**WHAT THE TASK REQUIRES**.
Rewrite all of the data below as a numbered list with one line per item, leaving out any blank lines and the pictures.

**DATA PROVIDED**.
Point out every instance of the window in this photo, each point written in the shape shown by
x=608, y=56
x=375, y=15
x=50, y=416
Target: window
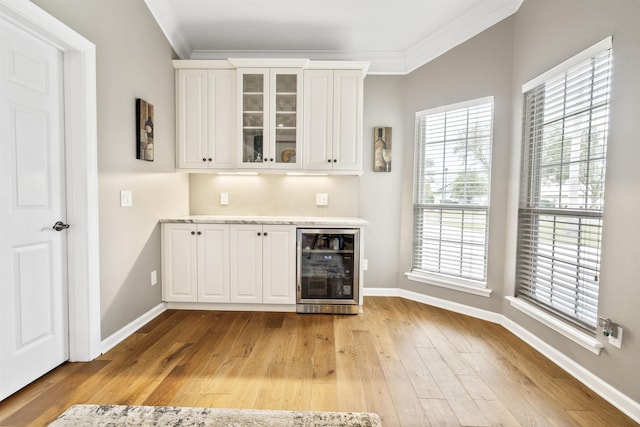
x=451, y=199
x=560, y=215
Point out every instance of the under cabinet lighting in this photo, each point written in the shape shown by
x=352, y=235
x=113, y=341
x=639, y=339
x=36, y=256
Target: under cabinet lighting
x=237, y=173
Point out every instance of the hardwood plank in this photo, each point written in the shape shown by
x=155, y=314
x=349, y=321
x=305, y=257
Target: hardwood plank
x=456, y=395
x=439, y=413
x=408, y=406
x=374, y=384
x=349, y=383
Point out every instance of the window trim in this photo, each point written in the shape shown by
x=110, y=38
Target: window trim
x=461, y=284
x=572, y=329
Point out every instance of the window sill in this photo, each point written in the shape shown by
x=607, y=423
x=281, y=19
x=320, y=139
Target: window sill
x=581, y=338
x=460, y=285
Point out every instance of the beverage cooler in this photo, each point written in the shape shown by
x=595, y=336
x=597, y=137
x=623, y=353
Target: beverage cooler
x=328, y=270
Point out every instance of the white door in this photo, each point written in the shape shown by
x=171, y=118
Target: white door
x=347, y=119
x=318, y=120
x=279, y=264
x=33, y=289
x=179, y=263
x=245, y=259
x=193, y=143
x=213, y=262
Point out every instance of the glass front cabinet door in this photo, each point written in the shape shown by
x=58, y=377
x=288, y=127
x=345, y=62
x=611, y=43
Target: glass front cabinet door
x=271, y=124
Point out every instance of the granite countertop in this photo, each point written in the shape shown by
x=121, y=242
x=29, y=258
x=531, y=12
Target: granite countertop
x=281, y=220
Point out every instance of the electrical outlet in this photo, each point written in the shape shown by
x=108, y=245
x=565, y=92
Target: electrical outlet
x=322, y=199
x=126, y=198
x=617, y=340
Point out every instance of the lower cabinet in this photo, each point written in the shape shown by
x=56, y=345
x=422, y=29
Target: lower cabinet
x=195, y=262
x=229, y=263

**RESULT OF THE TASK**.
1. Point out every instance of the window in this photo, each point written in the shape shown by
2. x=608, y=56
3. x=375, y=15
4. x=50, y=416
5. Target: window
6. x=451, y=199
7. x=560, y=215
8. Point out every instance of the under cabinet lighting in this photo, each point written in the shape shown by
9. x=352, y=235
10. x=113, y=341
11. x=639, y=339
12. x=36, y=256
13. Target: under cabinet lighting
14. x=237, y=173
15. Point out every instance of the hardwood plank in this photo, each point written in the shape shown by
16. x=155, y=314
17. x=349, y=321
18. x=305, y=257
19. Target: hardwood plank
20. x=456, y=395
21. x=439, y=413
22. x=408, y=406
23. x=374, y=384
24. x=349, y=383
25. Point out every instance of the window trim in this photo, each point written in the shape shown by
26. x=110, y=38
27. Target: window trim
28. x=461, y=284
29. x=572, y=329
30. Point out every instance of the window sill in this photo, each point written in the shape shown by
31. x=607, y=423
32. x=281, y=19
33. x=320, y=139
34. Target: window sill
35. x=581, y=338
36. x=460, y=285
37. Point out every instance of the beverage cooler in this photo, each point written in the shape shown by
38. x=595, y=336
39. x=597, y=137
40. x=623, y=353
41. Target: beverage cooler
42. x=328, y=270
43. Point out every instance of the white door in this photo, each point written in the shape shown by
44. x=171, y=118
45. Target: white door
46. x=347, y=119
47. x=318, y=120
48. x=279, y=264
49. x=33, y=289
50. x=179, y=263
51. x=245, y=259
52. x=193, y=143
53. x=213, y=262
54. Point out every instance of the glass front cabinet door in this photo, each point written in the shape shown by
55. x=58, y=377
56. x=288, y=127
57. x=345, y=62
58. x=611, y=43
59. Target: glass front cabinet door
60. x=271, y=124
61. Point out every instance of the granite countertop in this photo, each point written in the shape shown by
62. x=121, y=242
63. x=29, y=258
64. x=531, y=12
65. Target: granite countertop
66. x=281, y=220
67. Point out every instance of the electrical outlet in this photo, each point written in the shape shown by
68. x=108, y=245
69. x=565, y=92
70. Target: electrical outlet
71. x=322, y=199
72. x=126, y=198
73. x=617, y=340
74. Point out every instance of the lower cabinet in this photo, each point written in the shape shown by
75. x=56, y=345
76. x=422, y=29
77. Target: lower cabinet
78. x=195, y=262
79. x=229, y=263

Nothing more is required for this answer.